* [WHAT TO DO]:
Every line below that has the string "leaf" needs to be copied.

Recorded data
-------

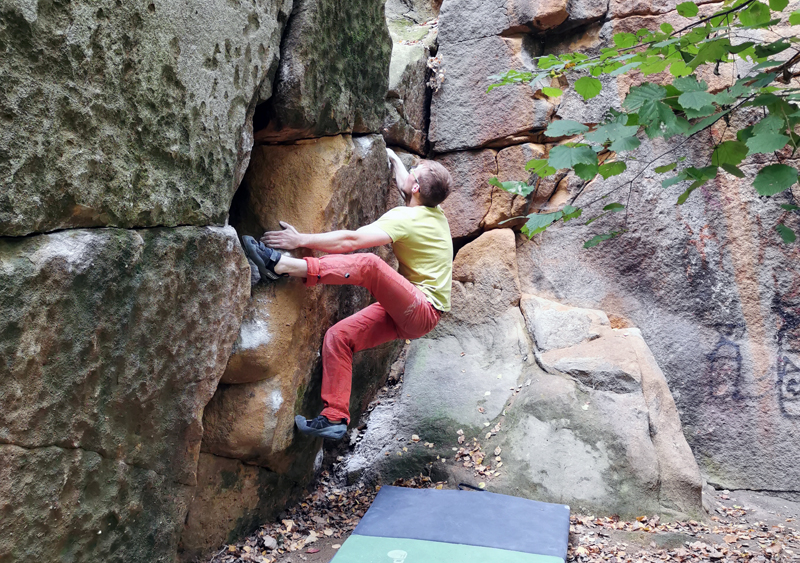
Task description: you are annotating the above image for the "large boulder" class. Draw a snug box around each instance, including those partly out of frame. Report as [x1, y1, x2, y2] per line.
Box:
[344, 230, 703, 517]
[383, 42, 430, 155]
[516, 127, 800, 494]
[188, 134, 402, 556]
[0, 226, 250, 561]
[0, 0, 292, 236]
[1, 445, 190, 563]
[435, 149, 497, 239]
[254, 0, 392, 142]
[428, 34, 554, 153]
[179, 453, 302, 562]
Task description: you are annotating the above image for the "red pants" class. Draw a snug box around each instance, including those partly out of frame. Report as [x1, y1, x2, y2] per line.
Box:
[304, 253, 441, 423]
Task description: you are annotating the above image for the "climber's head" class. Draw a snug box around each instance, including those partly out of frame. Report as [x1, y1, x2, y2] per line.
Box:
[403, 160, 452, 207]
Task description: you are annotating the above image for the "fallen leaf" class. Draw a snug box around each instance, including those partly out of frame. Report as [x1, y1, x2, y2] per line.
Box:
[306, 547, 320, 554]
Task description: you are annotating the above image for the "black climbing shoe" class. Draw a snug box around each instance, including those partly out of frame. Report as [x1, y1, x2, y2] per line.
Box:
[295, 415, 348, 440]
[242, 235, 285, 281]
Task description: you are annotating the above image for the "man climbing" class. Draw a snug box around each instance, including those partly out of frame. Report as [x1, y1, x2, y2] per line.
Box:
[241, 148, 454, 440]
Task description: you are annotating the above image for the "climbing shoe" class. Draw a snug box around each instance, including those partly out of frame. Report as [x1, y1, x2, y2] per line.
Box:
[242, 235, 285, 281]
[295, 415, 348, 440]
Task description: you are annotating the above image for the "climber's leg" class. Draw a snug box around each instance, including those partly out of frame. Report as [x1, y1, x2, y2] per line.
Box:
[318, 303, 399, 424]
[304, 253, 440, 339]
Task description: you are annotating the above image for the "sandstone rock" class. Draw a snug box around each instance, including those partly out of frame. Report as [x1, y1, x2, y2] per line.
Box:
[520, 294, 609, 352]
[429, 36, 555, 153]
[383, 43, 430, 155]
[450, 229, 521, 324]
[179, 453, 303, 562]
[0, 226, 249, 486]
[345, 239, 701, 517]
[203, 341, 398, 471]
[224, 134, 395, 386]
[483, 144, 544, 229]
[0, 226, 248, 562]
[0, 0, 291, 236]
[516, 129, 800, 493]
[385, 0, 441, 25]
[435, 149, 497, 238]
[199, 134, 399, 481]
[0, 445, 190, 563]
[255, 0, 392, 142]
[438, 0, 568, 43]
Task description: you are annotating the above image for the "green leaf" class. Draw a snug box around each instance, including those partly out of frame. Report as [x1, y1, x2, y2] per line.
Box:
[721, 163, 746, 178]
[488, 177, 536, 196]
[609, 135, 642, 152]
[753, 114, 785, 135]
[660, 22, 674, 33]
[542, 87, 563, 97]
[609, 61, 642, 76]
[678, 90, 716, 111]
[676, 2, 698, 16]
[655, 162, 677, 173]
[755, 40, 791, 58]
[753, 164, 798, 195]
[584, 231, 625, 248]
[669, 60, 692, 77]
[673, 76, 708, 92]
[688, 38, 731, 69]
[521, 212, 562, 237]
[662, 174, 687, 188]
[790, 11, 800, 25]
[712, 141, 749, 166]
[526, 159, 558, 177]
[623, 83, 667, 110]
[585, 120, 639, 145]
[613, 32, 637, 48]
[781, 204, 800, 210]
[677, 181, 703, 204]
[746, 132, 791, 154]
[769, 0, 789, 10]
[688, 108, 731, 135]
[683, 105, 717, 119]
[603, 202, 626, 212]
[640, 57, 671, 75]
[777, 224, 797, 243]
[574, 76, 603, 101]
[545, 120, 590, 138]
[599, 161, 627, 179]
[739, 1, 771, 27]
[548, 145, 598, 169]
[562, 205, 583, 222]
[574, 162, 599, 180]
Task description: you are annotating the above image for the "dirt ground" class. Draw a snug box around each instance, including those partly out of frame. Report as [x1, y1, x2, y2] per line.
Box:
[208, 468, 800, 563]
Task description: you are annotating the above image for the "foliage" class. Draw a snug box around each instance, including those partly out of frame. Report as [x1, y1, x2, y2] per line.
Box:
[488, 0, 800, 245]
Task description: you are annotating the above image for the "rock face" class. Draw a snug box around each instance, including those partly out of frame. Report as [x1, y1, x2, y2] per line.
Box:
[180, 134, 402, 558]
[0, 0, 292, 236]
[0, 226, 250, 561]
[254, 0, 392, 142]
[383, 42, 430, 155]
[517, 131, 800, 494]
[346, 230, 702, 518]
[428, 34, 554, 153]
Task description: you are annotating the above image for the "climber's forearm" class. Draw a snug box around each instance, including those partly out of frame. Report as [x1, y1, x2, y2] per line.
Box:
[300, 230, 361, 254]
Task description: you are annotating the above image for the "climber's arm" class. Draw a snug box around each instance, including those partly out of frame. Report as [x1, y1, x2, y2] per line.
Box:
[260, 222, 391, 254]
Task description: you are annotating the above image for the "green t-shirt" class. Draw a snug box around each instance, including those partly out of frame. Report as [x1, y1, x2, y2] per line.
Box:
[373, 205, 453, 312]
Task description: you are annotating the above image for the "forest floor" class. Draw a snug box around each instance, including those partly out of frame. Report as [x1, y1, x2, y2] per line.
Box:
[209, 470, 800, 563]
[209, 439, 800, 563]
[210, 360, 800, 563]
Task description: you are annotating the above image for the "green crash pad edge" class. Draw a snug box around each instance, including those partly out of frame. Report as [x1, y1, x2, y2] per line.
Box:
[331, 534, 566, 563]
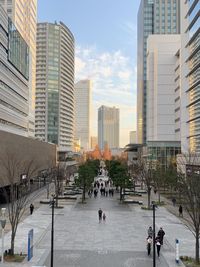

-------

* [RESPONSE AREA]:
Task description: you are annotating the above image for the "fallen leaf" class. Draw a snug box around each instance, including those partly out of frame. Report as [x1, y1, x2, y2] per line.
Task description: you are annotating the above image for the "green leaf" class. Draw a snug box around each instance, including those partly out of frame. Report as [x1, y1, x2, y2] per line.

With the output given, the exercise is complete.